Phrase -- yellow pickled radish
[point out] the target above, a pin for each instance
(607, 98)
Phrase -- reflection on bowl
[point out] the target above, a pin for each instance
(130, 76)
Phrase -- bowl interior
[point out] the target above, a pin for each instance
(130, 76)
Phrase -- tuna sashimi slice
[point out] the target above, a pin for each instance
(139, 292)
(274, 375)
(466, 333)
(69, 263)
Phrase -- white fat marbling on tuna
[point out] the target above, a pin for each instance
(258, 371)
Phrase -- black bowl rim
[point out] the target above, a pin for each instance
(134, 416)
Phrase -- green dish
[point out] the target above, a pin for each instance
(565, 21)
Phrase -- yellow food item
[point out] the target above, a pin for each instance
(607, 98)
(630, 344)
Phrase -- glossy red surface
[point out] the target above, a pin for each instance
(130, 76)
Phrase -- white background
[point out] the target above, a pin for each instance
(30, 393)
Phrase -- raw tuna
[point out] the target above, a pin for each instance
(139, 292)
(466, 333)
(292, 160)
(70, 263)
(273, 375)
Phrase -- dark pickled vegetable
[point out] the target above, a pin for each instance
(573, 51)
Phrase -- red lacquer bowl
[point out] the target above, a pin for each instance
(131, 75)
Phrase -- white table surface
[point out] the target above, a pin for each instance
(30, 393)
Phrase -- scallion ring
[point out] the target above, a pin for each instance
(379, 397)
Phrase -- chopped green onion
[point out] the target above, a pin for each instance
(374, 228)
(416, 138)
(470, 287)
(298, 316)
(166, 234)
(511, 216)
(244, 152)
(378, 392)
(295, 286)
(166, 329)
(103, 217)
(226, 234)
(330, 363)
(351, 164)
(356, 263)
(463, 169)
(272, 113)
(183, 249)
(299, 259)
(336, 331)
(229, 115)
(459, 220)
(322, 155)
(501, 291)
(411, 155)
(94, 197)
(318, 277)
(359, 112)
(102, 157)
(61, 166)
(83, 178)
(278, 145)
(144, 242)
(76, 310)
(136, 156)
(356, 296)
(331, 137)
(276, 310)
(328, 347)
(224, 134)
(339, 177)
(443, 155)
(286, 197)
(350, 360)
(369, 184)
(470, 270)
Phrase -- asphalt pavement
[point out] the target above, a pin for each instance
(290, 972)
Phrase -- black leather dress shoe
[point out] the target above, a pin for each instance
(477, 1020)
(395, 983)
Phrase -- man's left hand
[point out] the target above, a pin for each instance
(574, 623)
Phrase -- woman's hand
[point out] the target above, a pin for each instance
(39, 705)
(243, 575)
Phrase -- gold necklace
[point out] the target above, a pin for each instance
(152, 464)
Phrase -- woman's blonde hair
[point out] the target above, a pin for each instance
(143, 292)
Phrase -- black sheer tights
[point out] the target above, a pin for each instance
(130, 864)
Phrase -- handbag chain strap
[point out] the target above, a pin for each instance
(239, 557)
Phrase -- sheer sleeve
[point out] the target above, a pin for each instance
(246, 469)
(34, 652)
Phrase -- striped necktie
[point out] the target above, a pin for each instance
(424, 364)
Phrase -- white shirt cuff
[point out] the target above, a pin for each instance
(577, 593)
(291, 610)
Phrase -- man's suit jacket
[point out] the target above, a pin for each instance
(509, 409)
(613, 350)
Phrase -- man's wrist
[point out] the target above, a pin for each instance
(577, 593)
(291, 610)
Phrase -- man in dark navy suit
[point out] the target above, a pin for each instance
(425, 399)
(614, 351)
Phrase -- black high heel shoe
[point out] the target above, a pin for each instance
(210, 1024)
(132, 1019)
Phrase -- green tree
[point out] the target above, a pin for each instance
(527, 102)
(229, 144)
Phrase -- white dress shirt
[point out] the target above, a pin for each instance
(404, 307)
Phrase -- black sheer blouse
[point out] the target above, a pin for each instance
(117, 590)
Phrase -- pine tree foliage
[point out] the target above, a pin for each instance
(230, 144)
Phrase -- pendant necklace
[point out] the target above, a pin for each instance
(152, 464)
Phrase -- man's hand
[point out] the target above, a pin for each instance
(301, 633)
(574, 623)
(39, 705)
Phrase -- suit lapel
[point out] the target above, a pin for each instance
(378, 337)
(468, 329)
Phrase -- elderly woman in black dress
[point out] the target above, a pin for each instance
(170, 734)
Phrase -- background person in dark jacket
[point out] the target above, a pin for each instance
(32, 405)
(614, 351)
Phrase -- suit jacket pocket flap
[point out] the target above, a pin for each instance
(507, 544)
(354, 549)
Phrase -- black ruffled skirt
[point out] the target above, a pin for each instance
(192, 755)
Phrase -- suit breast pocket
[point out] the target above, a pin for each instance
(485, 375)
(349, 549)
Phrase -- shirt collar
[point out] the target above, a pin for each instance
────────────────
#### [INSTRUCTIONS TO FOLLOW]
Wherever the string "dark" occurs in the data, copy the line that holds it.

#### [WRITTEN ANSWER]
Phrase -- dark pickled vegetable
Phrase -- man in dark navy suit
Phrase -- background person in dark jacket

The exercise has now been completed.